Excerpts of labeled region data:
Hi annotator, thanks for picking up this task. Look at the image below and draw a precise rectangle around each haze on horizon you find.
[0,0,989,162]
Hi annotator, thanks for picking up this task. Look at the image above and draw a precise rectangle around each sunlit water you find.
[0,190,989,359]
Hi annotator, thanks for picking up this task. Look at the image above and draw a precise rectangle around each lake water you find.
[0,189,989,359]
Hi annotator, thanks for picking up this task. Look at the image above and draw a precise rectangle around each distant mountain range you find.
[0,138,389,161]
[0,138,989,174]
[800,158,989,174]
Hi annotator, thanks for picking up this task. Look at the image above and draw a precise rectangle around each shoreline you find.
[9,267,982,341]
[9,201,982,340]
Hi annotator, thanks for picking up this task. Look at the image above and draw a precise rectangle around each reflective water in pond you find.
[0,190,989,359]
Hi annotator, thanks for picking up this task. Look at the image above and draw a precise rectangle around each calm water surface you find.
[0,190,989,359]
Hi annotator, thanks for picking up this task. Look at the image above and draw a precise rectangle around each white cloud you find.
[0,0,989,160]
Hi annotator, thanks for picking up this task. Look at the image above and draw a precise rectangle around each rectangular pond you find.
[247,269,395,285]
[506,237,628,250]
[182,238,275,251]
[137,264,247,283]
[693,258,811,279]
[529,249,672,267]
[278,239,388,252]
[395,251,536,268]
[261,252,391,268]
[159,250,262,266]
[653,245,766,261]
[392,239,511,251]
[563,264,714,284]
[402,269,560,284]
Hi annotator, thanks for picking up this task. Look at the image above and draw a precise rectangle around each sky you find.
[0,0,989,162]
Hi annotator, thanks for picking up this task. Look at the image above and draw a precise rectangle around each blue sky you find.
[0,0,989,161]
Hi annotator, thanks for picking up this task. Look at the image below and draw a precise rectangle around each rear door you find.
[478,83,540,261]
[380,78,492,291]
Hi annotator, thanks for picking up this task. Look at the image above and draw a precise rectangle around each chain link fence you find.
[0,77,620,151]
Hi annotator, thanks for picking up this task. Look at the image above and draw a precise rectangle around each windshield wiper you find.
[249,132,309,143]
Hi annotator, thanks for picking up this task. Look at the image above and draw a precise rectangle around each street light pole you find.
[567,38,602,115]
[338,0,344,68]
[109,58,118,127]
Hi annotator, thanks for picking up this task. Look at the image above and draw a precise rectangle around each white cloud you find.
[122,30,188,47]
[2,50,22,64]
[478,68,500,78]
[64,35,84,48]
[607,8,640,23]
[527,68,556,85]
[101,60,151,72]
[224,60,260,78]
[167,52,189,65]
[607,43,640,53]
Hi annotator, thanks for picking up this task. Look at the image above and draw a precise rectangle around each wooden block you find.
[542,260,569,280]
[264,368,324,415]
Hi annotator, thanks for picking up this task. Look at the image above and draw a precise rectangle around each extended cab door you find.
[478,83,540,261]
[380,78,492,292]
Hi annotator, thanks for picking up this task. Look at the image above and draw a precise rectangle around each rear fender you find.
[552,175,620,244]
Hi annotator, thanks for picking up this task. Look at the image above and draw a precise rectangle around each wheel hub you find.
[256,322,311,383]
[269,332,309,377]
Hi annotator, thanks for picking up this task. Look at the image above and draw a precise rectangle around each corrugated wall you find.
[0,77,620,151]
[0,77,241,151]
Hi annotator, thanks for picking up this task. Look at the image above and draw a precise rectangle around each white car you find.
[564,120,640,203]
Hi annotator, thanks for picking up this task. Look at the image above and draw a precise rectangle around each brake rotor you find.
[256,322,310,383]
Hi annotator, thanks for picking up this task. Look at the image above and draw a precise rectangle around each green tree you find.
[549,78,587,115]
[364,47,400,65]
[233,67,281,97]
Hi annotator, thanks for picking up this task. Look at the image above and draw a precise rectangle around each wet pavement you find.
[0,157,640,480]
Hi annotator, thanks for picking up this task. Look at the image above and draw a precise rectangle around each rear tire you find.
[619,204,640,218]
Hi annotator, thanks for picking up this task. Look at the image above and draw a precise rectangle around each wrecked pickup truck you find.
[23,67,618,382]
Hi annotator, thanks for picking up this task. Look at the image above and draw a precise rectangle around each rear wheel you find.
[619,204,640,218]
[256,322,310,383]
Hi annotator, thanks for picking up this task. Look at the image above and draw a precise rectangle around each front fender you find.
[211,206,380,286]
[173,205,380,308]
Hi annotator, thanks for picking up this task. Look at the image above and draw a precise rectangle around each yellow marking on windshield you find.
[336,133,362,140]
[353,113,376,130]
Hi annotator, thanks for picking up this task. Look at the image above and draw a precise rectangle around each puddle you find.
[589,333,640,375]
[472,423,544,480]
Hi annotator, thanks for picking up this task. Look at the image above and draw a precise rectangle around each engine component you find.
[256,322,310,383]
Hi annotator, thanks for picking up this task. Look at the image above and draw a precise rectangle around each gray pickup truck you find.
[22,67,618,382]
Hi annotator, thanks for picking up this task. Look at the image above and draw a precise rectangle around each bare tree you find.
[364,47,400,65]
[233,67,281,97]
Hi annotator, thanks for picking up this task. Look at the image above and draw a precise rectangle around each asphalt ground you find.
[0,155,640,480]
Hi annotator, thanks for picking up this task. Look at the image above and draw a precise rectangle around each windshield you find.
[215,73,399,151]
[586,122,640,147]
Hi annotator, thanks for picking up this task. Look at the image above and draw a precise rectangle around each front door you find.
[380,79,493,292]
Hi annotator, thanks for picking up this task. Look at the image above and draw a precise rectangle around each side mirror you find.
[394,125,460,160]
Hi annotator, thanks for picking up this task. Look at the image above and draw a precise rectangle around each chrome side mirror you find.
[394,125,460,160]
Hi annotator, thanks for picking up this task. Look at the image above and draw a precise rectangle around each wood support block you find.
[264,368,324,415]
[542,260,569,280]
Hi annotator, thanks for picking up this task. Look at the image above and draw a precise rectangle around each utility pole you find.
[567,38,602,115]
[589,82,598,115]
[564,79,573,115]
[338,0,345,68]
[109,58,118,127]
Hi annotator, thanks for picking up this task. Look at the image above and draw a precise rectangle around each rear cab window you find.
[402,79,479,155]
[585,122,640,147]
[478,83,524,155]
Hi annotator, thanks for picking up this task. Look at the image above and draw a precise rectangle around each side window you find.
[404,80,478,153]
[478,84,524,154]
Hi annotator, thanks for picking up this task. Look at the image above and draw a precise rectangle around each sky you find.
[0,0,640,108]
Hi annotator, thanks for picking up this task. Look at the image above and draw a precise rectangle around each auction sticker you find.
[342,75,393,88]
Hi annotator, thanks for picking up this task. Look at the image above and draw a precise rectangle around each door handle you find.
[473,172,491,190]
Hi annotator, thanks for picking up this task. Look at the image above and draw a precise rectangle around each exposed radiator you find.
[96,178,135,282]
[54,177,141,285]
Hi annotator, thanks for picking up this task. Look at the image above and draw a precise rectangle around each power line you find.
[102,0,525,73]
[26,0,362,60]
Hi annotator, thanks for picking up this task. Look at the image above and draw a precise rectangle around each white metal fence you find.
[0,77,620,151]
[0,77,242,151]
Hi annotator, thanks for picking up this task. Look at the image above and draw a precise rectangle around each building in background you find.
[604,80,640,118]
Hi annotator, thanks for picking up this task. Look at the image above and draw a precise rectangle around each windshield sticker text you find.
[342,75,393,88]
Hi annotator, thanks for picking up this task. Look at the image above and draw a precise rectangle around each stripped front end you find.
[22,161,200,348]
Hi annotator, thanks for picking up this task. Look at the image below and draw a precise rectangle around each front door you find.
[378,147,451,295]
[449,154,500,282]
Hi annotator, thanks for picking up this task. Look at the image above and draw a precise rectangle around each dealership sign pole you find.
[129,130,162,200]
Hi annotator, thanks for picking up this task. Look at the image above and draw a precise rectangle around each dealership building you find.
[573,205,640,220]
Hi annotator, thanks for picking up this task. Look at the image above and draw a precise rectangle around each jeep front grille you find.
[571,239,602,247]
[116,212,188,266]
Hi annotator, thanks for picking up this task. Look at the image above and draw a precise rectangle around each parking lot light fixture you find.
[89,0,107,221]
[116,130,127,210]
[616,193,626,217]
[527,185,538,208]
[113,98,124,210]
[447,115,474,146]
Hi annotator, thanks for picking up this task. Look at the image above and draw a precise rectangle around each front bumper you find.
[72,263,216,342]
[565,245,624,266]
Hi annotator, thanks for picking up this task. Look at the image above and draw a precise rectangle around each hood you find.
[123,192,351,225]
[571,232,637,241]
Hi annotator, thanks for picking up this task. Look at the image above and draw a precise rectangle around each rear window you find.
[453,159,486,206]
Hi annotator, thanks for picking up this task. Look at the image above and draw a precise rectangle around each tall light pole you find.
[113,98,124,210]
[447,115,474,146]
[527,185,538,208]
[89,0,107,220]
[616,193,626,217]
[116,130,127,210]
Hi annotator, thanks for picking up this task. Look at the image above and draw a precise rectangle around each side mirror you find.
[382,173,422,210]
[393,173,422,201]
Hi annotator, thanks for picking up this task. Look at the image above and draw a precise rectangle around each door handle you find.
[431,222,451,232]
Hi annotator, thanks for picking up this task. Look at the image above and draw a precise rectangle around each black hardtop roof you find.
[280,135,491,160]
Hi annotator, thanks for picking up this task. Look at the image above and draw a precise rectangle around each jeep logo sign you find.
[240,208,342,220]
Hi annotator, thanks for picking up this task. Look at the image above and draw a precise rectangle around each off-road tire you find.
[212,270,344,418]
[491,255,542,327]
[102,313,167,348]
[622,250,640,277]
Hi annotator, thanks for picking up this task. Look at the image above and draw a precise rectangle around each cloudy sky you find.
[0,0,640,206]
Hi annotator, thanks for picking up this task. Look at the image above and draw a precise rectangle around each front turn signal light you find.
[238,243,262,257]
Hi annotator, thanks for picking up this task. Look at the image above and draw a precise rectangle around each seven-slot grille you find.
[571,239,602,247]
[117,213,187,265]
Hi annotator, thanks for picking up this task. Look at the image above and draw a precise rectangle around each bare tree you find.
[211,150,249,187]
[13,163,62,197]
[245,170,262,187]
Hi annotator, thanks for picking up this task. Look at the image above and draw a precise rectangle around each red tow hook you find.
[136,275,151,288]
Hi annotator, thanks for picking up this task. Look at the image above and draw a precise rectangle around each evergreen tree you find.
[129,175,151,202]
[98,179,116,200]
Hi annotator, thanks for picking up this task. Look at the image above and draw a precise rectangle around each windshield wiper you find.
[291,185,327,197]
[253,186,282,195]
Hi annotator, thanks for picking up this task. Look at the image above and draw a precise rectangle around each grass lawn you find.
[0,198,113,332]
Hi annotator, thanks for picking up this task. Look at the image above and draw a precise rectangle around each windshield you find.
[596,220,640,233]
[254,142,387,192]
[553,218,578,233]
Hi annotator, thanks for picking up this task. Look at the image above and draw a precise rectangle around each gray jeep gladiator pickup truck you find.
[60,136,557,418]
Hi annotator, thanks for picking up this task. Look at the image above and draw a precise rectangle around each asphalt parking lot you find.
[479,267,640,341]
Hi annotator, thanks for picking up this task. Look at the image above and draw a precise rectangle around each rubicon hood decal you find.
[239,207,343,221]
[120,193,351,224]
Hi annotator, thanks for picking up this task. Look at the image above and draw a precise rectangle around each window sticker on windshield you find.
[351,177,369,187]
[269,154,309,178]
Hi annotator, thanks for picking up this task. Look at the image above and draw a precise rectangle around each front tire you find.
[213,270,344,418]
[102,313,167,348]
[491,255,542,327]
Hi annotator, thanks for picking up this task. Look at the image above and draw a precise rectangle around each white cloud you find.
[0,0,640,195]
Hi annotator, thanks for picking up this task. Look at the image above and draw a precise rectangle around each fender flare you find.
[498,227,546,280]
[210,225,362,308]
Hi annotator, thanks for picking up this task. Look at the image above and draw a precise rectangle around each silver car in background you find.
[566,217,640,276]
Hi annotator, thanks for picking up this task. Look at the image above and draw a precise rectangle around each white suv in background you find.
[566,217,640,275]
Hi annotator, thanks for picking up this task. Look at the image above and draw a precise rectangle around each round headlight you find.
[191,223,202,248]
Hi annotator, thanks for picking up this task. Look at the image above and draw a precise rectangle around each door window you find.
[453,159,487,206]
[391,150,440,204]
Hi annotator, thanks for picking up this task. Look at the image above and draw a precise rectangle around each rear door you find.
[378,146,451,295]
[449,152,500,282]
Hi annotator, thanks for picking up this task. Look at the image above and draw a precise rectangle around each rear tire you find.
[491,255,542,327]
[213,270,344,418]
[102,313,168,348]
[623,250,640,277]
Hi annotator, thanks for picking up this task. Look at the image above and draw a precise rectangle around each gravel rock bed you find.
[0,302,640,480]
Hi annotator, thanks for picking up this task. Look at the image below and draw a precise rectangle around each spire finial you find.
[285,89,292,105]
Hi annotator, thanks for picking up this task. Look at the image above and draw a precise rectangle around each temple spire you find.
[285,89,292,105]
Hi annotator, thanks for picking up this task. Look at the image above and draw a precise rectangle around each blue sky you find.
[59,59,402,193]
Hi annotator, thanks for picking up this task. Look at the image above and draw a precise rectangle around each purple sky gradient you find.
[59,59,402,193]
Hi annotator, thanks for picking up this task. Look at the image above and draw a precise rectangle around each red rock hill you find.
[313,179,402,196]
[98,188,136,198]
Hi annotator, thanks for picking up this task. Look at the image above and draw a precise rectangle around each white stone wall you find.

§ **AIM**:
Only the lines from the one containing "gradient you find." to the end of the records should be repeated, exactly as they appear.

§ **OUTPUT FOR THIS EXERCISE**:
Hi annotator, thanks for picking up this task. Look at the image above and draw a precise rectangle around each purple sky gradient you find.
[59,59,402,193]
Hi annotator, thanks for picking up this task. Look at the image above and draw a precise rectangle around each red rock hill you find.
[313,179,402,196]
[98,188,136,198]
Hi annotator, thanks for picking up this task. Look at the image above and draw a precise rectangle around each white stone wall you find.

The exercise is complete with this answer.